Short exercise
Find every line in the records below that contains the string "grass" and copy each of those lines in full. The match is case-sensitive.

[Data entries]
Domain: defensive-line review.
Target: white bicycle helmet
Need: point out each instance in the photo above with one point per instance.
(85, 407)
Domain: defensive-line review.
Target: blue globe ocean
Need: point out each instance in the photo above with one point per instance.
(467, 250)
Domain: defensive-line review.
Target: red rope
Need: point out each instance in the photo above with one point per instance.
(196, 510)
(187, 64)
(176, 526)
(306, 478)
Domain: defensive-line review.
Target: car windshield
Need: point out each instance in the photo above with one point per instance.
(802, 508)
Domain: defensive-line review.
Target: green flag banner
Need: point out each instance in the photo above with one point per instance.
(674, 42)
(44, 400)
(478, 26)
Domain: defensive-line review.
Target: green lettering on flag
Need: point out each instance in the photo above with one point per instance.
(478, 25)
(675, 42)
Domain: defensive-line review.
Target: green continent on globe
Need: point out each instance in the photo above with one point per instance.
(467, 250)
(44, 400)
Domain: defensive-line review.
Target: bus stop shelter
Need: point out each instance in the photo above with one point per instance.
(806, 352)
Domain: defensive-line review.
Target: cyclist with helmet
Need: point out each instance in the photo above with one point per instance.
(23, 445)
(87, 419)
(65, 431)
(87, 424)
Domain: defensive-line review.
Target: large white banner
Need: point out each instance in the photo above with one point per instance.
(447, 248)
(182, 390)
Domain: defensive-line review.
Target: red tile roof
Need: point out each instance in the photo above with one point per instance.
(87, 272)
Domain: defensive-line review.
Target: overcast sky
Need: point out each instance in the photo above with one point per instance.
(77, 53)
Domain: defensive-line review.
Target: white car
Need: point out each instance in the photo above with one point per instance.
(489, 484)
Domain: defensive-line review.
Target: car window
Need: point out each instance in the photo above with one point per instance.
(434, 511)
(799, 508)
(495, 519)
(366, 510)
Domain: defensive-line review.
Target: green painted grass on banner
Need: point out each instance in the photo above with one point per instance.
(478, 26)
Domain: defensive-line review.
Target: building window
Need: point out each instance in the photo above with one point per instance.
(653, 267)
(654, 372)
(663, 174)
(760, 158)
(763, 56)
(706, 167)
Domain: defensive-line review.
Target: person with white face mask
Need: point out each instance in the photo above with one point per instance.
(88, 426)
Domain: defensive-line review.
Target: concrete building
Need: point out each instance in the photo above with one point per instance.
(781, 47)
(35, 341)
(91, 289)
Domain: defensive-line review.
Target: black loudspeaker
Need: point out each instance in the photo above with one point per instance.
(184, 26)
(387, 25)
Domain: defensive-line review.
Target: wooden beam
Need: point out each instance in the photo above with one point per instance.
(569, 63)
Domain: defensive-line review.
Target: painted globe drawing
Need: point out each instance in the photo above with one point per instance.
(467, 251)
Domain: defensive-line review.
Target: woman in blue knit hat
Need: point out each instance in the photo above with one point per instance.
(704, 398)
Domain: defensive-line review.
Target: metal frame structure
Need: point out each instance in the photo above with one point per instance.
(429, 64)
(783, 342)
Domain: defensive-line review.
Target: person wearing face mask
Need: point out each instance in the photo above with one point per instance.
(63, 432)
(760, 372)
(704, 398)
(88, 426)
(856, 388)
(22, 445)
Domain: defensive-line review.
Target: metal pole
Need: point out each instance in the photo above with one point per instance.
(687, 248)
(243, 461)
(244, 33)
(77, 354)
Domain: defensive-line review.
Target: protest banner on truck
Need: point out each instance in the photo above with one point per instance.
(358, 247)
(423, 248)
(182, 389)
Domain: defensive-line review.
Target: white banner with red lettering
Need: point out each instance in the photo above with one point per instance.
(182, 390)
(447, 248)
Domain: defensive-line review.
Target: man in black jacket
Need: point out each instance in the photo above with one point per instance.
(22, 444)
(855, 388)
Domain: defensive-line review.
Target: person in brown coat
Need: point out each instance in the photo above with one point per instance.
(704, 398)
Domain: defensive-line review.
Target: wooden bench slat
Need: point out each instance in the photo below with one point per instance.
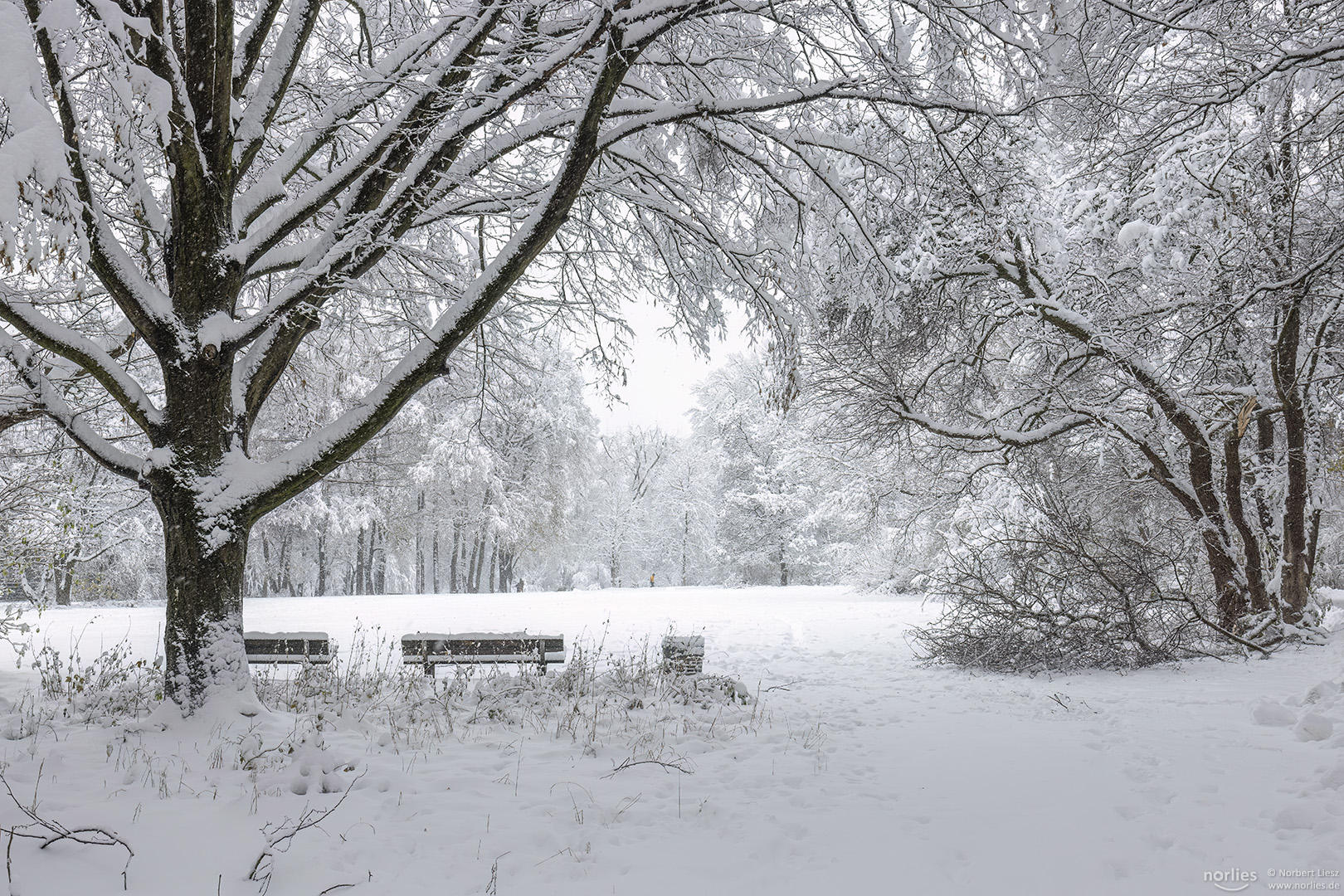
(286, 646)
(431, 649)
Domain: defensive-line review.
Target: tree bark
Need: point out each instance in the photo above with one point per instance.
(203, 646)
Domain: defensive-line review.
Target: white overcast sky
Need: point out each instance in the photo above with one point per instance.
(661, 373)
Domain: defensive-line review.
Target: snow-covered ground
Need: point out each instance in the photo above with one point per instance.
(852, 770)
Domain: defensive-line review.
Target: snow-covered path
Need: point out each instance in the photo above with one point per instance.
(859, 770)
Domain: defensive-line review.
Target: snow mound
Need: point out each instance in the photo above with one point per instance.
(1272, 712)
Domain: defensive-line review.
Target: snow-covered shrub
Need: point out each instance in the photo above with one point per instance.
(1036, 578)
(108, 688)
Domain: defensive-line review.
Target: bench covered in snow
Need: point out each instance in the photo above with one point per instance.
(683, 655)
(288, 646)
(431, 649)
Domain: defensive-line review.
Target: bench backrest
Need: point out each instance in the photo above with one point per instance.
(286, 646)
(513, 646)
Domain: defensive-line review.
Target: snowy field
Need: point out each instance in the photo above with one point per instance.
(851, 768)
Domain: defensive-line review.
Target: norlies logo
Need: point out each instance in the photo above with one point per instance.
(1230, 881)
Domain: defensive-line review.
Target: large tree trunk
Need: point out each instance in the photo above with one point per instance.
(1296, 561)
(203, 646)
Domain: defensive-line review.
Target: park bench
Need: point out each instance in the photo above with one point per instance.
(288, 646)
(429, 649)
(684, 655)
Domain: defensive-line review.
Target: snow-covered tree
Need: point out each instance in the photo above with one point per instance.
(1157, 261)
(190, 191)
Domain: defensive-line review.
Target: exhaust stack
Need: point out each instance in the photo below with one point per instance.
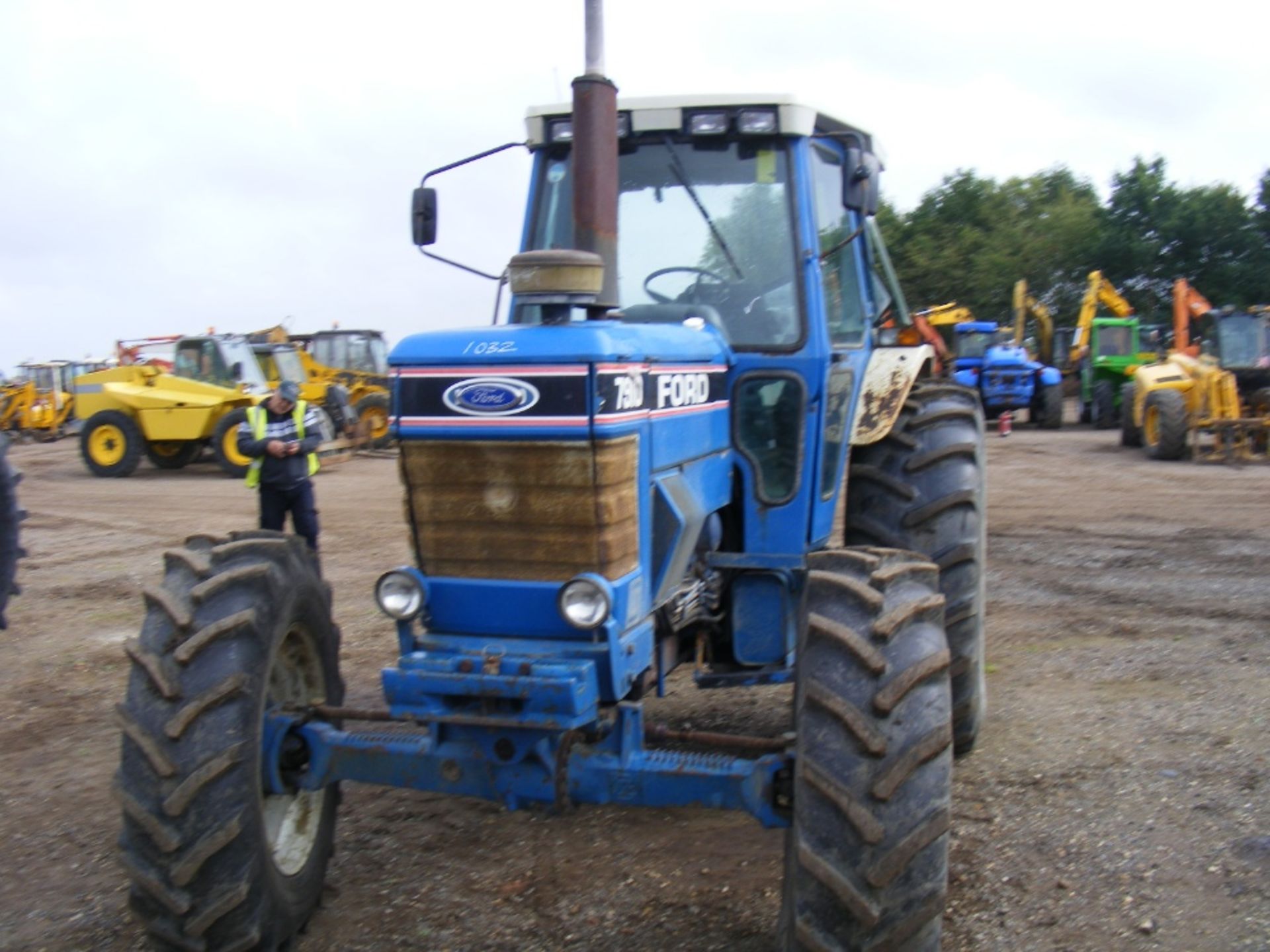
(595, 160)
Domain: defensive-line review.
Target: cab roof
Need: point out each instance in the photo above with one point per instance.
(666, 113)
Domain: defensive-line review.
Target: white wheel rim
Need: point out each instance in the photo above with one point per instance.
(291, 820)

--

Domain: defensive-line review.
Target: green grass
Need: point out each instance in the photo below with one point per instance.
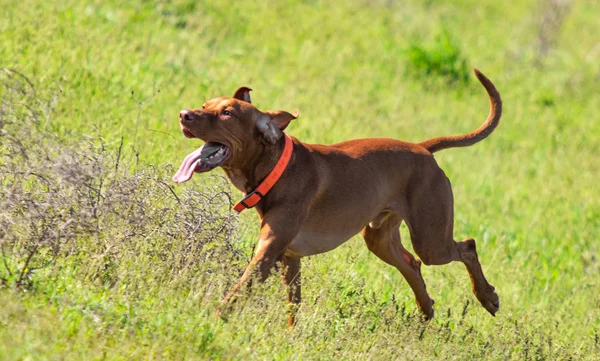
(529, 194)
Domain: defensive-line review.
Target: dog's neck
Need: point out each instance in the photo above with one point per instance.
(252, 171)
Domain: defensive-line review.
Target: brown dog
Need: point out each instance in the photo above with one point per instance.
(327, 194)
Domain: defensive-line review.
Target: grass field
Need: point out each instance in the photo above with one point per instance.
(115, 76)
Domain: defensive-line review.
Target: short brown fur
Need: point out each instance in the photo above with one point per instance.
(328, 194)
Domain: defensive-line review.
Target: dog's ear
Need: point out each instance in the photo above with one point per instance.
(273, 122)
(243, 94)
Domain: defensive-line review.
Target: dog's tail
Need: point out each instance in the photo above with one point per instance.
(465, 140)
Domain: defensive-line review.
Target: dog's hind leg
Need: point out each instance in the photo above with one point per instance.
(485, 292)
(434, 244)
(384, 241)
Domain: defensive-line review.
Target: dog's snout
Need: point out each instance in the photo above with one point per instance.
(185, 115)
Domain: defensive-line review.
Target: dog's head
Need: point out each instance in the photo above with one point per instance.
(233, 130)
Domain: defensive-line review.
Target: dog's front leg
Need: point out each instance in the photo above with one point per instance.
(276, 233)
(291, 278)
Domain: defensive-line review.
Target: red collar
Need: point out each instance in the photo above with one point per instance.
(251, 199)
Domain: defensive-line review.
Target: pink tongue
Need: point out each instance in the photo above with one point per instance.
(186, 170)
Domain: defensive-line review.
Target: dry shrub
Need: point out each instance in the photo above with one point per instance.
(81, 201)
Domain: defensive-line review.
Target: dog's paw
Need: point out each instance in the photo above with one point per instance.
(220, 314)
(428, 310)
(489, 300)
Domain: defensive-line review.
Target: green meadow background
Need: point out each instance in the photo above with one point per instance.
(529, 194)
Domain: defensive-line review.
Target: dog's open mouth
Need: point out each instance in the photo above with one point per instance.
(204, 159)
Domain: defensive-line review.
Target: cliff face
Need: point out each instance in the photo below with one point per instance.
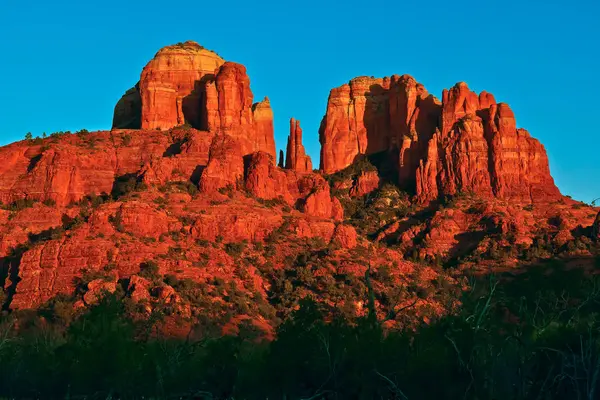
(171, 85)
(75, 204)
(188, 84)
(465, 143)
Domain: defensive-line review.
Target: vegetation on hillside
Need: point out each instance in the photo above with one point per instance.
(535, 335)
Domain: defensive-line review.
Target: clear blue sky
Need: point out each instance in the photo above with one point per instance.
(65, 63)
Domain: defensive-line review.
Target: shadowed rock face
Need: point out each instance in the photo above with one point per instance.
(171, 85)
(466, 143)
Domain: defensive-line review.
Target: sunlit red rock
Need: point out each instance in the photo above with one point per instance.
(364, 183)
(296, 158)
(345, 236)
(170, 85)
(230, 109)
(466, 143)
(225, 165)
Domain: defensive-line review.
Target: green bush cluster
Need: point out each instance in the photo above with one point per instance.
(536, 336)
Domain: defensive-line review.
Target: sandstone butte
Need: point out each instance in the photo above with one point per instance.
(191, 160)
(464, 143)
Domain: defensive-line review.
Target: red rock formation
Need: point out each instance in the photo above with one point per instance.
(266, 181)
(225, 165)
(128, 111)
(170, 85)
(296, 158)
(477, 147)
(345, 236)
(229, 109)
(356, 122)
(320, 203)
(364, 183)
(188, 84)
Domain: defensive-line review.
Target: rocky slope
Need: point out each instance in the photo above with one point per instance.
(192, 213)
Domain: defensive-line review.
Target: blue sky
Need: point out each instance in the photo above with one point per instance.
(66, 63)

Output
Target: green painted grass on banner
Target: green grass
Target: grass field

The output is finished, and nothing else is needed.